## [Work task]
Every entry must be given again exactly as it is written.

Records from a dataset:
Content starts
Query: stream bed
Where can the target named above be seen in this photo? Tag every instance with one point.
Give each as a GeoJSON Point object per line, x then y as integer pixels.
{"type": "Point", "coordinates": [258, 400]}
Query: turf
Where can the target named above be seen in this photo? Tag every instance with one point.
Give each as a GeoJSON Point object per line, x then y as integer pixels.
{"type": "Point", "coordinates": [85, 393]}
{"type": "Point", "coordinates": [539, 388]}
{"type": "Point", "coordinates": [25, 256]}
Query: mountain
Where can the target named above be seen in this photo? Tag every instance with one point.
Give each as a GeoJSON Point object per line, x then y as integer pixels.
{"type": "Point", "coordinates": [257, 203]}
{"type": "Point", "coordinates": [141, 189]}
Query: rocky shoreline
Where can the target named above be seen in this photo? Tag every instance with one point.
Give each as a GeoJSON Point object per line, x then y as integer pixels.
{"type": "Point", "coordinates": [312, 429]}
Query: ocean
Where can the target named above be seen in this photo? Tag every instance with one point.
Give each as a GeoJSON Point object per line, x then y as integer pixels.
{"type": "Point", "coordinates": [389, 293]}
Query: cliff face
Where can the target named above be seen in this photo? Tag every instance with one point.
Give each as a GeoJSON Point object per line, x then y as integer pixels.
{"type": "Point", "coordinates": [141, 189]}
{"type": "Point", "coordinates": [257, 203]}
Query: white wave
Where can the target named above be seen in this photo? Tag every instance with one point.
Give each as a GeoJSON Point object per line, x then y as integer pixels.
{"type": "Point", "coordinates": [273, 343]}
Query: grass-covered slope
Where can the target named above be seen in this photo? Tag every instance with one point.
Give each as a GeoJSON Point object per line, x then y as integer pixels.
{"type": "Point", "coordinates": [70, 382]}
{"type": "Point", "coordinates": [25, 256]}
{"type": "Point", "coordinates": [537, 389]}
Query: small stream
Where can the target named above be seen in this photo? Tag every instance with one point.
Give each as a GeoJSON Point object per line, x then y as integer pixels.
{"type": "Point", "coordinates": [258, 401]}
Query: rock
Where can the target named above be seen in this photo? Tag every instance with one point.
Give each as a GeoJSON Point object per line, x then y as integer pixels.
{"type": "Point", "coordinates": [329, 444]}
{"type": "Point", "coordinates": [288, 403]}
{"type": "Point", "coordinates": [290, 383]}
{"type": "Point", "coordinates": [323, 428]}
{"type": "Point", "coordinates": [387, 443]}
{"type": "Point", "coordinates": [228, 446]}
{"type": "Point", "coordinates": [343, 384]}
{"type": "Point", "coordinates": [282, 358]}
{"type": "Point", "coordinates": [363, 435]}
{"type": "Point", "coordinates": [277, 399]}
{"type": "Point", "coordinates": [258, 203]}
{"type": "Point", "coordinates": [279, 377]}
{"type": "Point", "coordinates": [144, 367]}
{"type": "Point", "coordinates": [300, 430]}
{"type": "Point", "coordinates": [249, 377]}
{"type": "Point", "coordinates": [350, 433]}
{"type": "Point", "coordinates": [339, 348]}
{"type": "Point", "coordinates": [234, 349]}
Content ends
## [Exercise solution]
Query: stream bed
Where can the target named above be seen in this photo? Tag every instance with one point.
Give each as a GeoJSON Point object per line, x then y as integer pixels.
{"type": "Point", "coordinates": [258, 400]}
Query: turf
Where can the target named above be seen in this photo? Tag every instance with one point.
Give each as a GeoJSON Point object per line, x then y as integer pixels.
{"type": "Point", "coordinates": [85, 393]}
{"type": "Point", "coordinates": [539, 388]}
{"type": "Point", "coordinates": [25, 256]}
Query: mountain
Where can the target named above be seen in this photo? Tag every instance with one point.
Give each as a GeoJSON Point object per line, x then y as integer pixels.
{"type": "Point", "coordinates": [257, 203]}
{"type": "Point", "coordinates": [141, 189]}
Query: rocky shoreline
Where can the target named above be seen in this photo? Tag every instance with one point.
Give each as a GeoJSON Point object per line, x then y as integer pixels.
{"type": "Point", "coordinates": [312, 429]}
Query: ocean
Where can the target named above be seen in this photo? Tag every instance with one point.
Give each as a GeoJSON Point object per line, x then y as integer pixels.
{"type": "Point", "coordinates": [389, 293]}
Query: cliff face
Where can the target named above be seen in this photo? Tag every instance with one point.
Give each as a GeoJSON Point object per line, x then y as integer pixels.
{"type": "Point", "coordinates": [141, 189]}
{"type": "Point", "coordinates": [257, 203]}
Query: white wave
Where can the target named above be seen in this photo? Tag every instance with one point.
Give each as a GeoJSON Point object per line, x then y as integer pixels.
{"type": "Point", "coordinates": [273, 343]}
Query: grass-covered slope
Where can the target named above be seen in this photo? Tag every instance with one point.
Give each as a GeoJSON Point object per line, x then y as integer pixels.
{"type": "Point", "coordinates": [70, 382]}
{"type": "Point", "coordinates": [25, 256]}
{"type": "Point", "coordinates": [537, 389]}
Query: small stream
Where can the target named above be seen in this photo? Tag every instance with one point.
Give each as a GeoJSON Point object per line, x then y as integer pixels.
{"type": "Point", "coordinates": [258, 401]}
Query: rock
Where can the target named above be seen in this photo? Tag every instance with one point.
Give each as a GeoJSON Point object per line, x then y as integer pixels.
{"type": "Point", "coordinates": [329, 444]}
{"type": "Point", "coordinates": [288, 403]}
{"type": "Point", "coordinates": [290, 383]}
{"type": "Point", "coordinates": [323, 428]}
{"type": "Point", "coordinates": [387, 443]}
{"type": "Point", "coordinates": [228, 446]}
{"type": "Point", "coordinates": [343, 384]}
{"type": "Point", "coordinates": [282, 358]}
{"type": "Point", "coordinates": [363, 435]}
{"type": "Point", "coordinates": [277, 399]}
{"type": "Point", "coordinates": [258, 203]}
{"type": "Point", "coordinates": [279, 377]}
{"type": "Point", "coordinates": [144, 367]}
{"type": "Point", "coordinates": [300, 430]}
{"type": "Point", "coordinates": [249, 377]}
{"type": "Point", "coordinates": [350, 433]}
{"type": "Point", "coordinates": [339, 348]}
{"type": "Point", "coordinates": [234, 349]}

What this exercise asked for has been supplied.